TEXTO EXTRAÍDO:
──────────────────────────────

O fator Minority Report no Direito

30/06/2017

Por Guilherme Alcântara - 30/06/2017

A hermenêutica filosófica reabilitou no meio do século passado o sentido da palavra preconceito, tão menosprezada por nós, filhos do Iluminismo. Os pré-conceitos, ou seja, as antecipações de sentido que temos antes das nossas experiências com o mundo, não são apenas algo negativo, prejudicial e dignos de profilaxia, como quer o método cartesiano. São necessários. O homem, ser-aí, jogado no mundo, só ek-siste dentro de algum contexto que lhe é familiar a ponto de não ter que desconfiar a todo tempo da sua veracidade – como faz o próprio Descartes – e mais, sempre se projeta. As pré-concepções são existenciais, daí seu sentido positivo.

O problema está na naturalização do preconceito. Isso se faz, inclusive, acreditando cegamente em um método capaz de “limpar” o conhecimento das pré-concepções não comprovadamente verdadeiras. O próprio método, aqui, funciona como préconceito – indubtavelmente verdadeiro.

Tanto o conto Minority Report, escrito por Phillip Dick em 1956, quanto a obra cinematográfica inspirada nele – lançada em 2002 – retratam uma sociedade que passa por esse fenômeno de naturalização do preconceito através do método. Na distopia, o ano é 2054 e o Estado de Columbia (Estados Unidos) não presencia um assassinato graças às ações do departamento “Pré-Crime”, capaz de prender os homicidas antes que eles cometam o ato criminoso. O sistema funciona baseado nas visões dos ‘Pré-Cogs’ Agatha, Arthur e Dashiell: trigêmeos com dons especiais que sonham com assassinatos futuros.

Graças ao sistema “infalível” dos Pré-Cogs, almeja-se estender para todo o Estados Unidos a iniciativa do departamento Pré-Crime. Acredita-se que as projeções dos pré-cogs são certas e unívocas. Não existe a suspeita da existência de divergências entre as visões dos pré-cogs e, logo, da possibilidade de não ocorrência do delito. A estória ganha contornos dramáticos quando é o próprio chefe do departamento Pré-Crime (Jonh Anderton) quem aparece nas visões dos Pré-Cogs, o que gera sua perseguição. A única esperança de Anderton é encontrar um relatório minoritário, isto é, uma divergência de visões entre os Pré-Cogs que mostrasse um futuro alternativo.

No fim do filme, John Anderton consegue demonstrar a fraude ocorrida na gestão das visões dos pré-cogs, método que todos julgavam infalível. O fim do conto, contudo, é mais interessante: descobre-se, na verdade, que cada tomada de consciência de Anderton sobre seu futuro gerava um novo relatório dos Pré-Cogs, com uma história diferente. Todos os três, relatórios minoritários[1].

──────────────────────────────

Entradas extraídas de uma coleção

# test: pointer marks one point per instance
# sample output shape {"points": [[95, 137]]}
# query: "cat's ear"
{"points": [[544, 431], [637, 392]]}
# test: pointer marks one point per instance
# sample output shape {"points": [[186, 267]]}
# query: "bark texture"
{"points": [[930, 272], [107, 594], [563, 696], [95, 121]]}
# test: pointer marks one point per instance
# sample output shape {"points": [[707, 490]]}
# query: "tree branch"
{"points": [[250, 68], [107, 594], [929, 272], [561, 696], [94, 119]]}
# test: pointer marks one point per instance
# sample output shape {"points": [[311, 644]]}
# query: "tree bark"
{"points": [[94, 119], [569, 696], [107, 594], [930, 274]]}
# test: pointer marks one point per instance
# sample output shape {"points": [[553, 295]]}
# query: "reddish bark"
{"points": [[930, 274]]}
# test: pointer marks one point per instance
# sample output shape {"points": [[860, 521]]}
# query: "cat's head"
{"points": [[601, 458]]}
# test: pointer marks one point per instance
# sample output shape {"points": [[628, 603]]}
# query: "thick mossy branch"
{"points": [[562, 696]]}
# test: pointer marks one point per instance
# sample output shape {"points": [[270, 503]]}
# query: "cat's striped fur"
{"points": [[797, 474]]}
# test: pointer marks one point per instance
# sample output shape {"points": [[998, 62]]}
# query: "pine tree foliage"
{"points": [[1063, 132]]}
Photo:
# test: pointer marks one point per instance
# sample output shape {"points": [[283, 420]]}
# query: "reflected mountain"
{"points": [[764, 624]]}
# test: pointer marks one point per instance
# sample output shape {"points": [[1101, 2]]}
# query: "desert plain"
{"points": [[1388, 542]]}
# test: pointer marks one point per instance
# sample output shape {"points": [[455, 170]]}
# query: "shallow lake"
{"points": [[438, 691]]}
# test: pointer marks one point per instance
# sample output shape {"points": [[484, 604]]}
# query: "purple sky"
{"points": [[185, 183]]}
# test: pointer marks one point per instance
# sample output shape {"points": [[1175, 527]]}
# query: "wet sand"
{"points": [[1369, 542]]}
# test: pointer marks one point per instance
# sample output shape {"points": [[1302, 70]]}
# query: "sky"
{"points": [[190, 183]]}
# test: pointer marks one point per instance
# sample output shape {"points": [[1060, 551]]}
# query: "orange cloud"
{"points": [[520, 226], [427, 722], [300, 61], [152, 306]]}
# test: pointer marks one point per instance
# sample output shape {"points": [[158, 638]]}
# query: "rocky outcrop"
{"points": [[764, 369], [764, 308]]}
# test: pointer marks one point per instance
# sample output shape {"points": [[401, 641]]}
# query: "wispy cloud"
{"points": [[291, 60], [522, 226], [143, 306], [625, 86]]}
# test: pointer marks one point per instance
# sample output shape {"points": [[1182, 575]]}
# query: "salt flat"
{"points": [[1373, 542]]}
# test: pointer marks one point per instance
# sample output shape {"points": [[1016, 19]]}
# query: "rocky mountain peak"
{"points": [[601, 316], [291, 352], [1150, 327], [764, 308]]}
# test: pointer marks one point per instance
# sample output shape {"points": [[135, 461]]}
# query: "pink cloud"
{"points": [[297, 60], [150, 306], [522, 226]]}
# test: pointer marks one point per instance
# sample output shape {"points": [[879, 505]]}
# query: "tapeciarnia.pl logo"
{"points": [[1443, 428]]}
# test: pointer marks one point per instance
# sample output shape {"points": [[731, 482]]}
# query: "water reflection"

──────────────────────────────

EXERCÍCIO PROPOSTO A:
Traduza para o inglês a frase "O problema está na naturalização do preconceito.", retirada do texto sobre o fator Minority Report no Direito.
EXERCÍCIO PROPOSTO B:
Reproduza o trecho do texto sobre o fator Minority Report no Direito, começando em "O fator Minority" e seguindo até "seu sentido positivo.".
Os registros constituem material independente do texto.

RESPOSTA A:
The problem lies in the naturalization of prejudice.

RESPOSTA B:
O fator Minority Report no Direito

30/06/2017

Por Guilherme Alcântara - 30/06/2017

A hermenêutica filosófica reabilitou no meio do século passado o sentido da palavra preconceito, tão menosprezada por nós, filhos do Iluminismo. Os pré-conceitos, ou seja, as antecipações de sentido que temos antes das nossas experiências com o mundo, não são apenas algo negativo, prejudicial e dignos de profilaxia, como quer o método cartesiano. São necessários. O homem, ser-aí, jogado no mundo, só ek-siste dentro de algum contexto que lhe é familiar a ponto de não ter que desconfiar a todo tempo da sua veracidade – como faz o próprio Descartes – e mais, sempre se projeta. As pré-concepções são existenciais, daí seu sentido positivo.